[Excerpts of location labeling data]

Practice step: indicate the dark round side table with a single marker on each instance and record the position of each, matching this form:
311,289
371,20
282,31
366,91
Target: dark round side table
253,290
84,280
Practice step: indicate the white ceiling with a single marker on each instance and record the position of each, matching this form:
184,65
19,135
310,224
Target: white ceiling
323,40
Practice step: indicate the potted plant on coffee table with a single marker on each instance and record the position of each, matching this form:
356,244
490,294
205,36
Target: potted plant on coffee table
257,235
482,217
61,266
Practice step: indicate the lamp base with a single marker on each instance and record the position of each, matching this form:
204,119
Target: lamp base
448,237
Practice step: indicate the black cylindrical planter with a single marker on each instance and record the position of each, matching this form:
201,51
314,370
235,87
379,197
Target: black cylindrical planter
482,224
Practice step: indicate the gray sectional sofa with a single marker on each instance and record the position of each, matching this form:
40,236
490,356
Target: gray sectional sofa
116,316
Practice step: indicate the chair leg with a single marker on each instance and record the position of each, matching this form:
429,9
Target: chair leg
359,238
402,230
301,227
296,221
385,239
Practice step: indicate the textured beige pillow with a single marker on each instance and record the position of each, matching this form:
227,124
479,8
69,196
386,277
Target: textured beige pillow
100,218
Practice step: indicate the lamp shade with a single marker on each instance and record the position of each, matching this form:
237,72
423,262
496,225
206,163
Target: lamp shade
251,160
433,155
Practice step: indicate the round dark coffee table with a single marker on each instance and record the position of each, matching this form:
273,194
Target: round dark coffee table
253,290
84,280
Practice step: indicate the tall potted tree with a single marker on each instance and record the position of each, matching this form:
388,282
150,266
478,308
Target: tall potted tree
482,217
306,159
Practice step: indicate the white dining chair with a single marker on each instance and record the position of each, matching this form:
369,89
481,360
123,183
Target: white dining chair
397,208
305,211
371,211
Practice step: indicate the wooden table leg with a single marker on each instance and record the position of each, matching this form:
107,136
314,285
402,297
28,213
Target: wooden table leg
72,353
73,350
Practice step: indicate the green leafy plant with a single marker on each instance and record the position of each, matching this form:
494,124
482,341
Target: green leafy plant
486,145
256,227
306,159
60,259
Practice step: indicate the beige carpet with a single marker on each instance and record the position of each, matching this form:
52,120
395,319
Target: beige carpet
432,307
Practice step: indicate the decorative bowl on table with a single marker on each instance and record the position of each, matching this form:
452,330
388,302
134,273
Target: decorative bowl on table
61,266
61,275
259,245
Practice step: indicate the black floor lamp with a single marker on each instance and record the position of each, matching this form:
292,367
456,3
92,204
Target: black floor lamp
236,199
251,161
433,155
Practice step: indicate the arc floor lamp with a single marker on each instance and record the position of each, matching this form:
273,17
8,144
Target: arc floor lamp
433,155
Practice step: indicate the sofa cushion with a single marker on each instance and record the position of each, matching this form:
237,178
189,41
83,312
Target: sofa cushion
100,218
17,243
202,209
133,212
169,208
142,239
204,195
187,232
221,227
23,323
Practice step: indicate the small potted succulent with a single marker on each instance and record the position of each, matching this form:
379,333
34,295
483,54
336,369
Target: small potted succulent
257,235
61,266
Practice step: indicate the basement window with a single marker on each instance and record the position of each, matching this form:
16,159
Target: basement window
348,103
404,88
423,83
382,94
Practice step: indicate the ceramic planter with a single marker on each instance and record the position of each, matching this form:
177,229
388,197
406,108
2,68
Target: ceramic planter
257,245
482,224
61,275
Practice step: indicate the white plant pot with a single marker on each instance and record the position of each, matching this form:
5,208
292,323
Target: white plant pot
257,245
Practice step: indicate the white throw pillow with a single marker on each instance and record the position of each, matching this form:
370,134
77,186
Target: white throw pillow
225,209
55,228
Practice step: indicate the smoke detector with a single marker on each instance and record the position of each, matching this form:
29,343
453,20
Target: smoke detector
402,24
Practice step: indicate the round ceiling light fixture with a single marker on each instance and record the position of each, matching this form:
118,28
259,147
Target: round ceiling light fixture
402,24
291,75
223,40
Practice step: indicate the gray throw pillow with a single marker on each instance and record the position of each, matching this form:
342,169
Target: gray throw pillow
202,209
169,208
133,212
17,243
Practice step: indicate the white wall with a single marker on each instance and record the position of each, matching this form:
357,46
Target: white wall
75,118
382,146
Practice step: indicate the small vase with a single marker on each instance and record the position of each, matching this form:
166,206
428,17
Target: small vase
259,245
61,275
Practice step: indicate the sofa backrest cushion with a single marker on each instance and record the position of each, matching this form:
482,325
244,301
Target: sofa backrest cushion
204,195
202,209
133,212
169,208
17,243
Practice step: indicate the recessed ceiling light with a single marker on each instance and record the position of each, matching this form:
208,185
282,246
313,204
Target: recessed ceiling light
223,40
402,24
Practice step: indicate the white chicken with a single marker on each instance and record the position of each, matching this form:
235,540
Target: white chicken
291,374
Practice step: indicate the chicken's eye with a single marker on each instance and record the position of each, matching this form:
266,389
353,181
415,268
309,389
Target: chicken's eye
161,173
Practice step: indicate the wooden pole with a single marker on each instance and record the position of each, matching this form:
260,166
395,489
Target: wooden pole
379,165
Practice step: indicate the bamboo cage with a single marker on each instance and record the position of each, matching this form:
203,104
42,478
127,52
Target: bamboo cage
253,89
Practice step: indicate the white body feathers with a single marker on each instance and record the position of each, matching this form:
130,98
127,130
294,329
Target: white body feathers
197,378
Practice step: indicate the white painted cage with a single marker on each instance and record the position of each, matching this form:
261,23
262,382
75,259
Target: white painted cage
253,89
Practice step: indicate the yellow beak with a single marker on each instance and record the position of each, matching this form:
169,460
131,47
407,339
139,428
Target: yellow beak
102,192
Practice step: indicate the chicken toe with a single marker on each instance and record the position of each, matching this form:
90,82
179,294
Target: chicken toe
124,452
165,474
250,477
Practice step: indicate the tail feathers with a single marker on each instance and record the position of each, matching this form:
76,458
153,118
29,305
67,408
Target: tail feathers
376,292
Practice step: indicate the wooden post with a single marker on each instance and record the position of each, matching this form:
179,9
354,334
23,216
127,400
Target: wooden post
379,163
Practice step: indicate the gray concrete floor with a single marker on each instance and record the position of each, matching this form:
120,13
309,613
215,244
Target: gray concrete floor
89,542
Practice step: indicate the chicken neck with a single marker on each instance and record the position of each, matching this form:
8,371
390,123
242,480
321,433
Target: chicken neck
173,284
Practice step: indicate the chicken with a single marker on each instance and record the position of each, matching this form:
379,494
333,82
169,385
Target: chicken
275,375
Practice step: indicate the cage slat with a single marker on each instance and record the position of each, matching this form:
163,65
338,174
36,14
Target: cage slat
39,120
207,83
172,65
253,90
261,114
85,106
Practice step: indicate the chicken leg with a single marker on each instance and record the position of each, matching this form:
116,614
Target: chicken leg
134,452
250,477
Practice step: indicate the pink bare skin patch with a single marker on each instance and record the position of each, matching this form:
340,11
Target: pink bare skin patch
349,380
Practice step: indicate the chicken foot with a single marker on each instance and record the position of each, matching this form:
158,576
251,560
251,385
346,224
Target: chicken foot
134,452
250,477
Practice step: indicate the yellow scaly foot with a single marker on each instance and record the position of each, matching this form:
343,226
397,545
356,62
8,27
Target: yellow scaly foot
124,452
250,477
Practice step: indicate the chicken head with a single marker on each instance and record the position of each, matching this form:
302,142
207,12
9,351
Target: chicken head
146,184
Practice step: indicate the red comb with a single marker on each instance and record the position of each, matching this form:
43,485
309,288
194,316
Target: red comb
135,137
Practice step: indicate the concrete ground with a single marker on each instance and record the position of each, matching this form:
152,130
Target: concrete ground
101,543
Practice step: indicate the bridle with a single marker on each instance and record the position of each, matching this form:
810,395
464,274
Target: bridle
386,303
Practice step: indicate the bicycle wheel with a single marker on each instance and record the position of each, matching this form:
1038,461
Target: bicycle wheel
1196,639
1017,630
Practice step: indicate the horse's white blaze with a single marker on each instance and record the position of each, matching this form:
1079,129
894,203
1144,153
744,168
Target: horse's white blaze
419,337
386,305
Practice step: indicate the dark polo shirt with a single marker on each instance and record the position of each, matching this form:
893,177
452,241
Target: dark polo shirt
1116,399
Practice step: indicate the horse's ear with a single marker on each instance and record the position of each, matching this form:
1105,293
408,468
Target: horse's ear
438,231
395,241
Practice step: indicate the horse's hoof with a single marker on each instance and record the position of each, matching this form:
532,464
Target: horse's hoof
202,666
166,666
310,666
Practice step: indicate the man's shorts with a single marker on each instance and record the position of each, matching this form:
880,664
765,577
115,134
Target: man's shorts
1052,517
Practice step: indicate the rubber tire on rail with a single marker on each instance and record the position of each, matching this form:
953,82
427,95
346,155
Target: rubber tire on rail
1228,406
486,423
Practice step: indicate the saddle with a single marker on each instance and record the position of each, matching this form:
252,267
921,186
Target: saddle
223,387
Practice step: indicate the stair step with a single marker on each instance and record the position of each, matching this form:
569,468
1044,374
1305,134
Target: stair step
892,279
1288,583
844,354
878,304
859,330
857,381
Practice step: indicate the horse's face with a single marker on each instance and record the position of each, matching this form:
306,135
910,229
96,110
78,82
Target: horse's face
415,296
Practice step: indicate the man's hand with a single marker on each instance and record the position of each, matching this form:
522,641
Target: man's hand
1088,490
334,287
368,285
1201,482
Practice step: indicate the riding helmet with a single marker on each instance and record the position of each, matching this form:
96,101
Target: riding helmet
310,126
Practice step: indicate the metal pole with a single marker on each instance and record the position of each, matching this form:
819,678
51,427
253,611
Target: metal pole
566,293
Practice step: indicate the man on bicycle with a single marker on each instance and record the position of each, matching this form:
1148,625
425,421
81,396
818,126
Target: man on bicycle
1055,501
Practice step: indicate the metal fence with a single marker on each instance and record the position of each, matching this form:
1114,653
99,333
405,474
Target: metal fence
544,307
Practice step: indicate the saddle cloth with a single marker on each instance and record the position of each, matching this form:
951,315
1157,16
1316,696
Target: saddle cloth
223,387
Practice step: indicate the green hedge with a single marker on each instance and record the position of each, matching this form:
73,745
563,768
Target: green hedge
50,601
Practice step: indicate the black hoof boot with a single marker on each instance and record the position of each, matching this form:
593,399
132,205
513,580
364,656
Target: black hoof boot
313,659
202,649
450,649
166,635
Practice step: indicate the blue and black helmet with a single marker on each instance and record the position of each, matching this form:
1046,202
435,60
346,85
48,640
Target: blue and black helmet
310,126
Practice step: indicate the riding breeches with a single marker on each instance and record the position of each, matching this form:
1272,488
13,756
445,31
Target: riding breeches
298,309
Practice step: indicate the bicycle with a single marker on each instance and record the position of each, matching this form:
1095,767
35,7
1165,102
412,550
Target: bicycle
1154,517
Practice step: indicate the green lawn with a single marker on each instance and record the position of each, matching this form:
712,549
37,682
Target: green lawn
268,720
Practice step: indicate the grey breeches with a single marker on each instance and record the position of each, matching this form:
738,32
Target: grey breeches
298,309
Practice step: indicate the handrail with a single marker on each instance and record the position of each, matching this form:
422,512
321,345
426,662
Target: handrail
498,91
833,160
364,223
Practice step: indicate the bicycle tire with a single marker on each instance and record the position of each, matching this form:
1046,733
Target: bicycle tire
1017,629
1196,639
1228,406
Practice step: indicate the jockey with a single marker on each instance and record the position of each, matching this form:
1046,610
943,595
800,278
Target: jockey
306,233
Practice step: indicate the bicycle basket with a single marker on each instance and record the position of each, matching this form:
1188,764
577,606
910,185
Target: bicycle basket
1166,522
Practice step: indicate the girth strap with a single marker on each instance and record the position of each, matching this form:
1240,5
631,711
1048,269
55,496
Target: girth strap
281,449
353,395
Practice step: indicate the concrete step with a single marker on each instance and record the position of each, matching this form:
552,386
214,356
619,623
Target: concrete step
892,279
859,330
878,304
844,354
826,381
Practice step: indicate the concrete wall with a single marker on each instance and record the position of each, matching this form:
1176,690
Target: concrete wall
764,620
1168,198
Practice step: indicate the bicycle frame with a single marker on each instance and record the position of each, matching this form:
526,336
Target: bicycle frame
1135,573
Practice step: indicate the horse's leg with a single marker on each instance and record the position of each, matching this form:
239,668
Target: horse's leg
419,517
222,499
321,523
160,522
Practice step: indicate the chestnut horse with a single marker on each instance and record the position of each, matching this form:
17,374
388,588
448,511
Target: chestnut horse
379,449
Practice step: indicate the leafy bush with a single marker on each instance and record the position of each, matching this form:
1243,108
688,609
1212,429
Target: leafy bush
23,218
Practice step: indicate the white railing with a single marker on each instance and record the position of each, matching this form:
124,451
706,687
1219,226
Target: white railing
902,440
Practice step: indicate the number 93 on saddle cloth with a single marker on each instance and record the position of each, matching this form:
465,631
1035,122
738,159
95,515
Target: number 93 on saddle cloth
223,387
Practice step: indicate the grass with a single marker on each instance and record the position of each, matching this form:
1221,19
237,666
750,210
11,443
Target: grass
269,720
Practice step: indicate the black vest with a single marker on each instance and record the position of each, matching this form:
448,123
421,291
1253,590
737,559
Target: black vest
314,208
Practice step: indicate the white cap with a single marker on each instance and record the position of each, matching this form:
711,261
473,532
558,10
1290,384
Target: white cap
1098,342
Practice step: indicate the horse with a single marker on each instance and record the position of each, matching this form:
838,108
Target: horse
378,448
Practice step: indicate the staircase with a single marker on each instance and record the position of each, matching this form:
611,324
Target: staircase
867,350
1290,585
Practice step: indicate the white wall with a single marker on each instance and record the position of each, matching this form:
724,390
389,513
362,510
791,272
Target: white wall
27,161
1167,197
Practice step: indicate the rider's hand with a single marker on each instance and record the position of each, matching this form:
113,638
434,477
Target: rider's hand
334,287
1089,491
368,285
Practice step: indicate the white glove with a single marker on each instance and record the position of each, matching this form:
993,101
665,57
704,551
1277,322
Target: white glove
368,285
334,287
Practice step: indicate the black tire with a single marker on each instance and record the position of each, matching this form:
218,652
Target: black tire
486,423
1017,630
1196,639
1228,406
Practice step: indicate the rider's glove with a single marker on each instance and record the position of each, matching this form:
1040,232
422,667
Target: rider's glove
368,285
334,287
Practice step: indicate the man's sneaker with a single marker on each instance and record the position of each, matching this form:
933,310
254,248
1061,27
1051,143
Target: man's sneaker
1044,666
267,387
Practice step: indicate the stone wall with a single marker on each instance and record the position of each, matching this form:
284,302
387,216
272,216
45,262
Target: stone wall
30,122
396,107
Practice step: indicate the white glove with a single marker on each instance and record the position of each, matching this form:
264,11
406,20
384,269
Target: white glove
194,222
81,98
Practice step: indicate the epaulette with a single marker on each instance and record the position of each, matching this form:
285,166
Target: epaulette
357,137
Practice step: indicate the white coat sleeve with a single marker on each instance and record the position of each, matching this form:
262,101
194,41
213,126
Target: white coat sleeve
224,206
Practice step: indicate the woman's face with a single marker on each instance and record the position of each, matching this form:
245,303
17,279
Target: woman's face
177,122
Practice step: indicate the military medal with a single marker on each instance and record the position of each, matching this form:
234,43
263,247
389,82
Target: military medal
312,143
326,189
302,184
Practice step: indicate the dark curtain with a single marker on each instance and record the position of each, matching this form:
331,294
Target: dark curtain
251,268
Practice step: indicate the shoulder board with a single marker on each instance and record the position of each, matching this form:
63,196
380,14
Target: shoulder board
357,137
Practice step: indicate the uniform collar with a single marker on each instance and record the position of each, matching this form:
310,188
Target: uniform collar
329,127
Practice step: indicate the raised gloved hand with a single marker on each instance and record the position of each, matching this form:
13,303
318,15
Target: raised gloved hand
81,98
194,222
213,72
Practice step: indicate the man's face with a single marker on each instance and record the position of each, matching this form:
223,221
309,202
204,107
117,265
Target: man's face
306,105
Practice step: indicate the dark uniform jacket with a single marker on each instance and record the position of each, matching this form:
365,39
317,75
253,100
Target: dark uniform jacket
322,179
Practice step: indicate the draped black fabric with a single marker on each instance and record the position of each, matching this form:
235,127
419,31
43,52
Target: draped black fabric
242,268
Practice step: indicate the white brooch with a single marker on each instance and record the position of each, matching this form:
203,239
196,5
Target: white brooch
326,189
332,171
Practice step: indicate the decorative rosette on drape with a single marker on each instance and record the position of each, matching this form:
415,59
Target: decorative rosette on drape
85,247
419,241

• [CHALLENGE]: Repeat exactly, and only, the lines of the records above, starting with the line that contains "Practice step: indicate the draped" and ending with the final line, both included.

• [WRITTEN SOLUTION]:
Practice step: indicate the draped black fabric with a single marker on each instance and record the position of each, matching this form:
235,127
419,31
43,52
Target: draped black fabric
242,268
Practice step: indicate the white brooch with a single marker on each instance and record the position of each, matching this form:
203,239
196,5
Target: white brooch
326,189
332,171
Practice step: indicate the decorative rosette on drape with a single marker on each instance and record the position of each, matching this form:
415,59
Target: decorative rosette on drape
85,247
419,241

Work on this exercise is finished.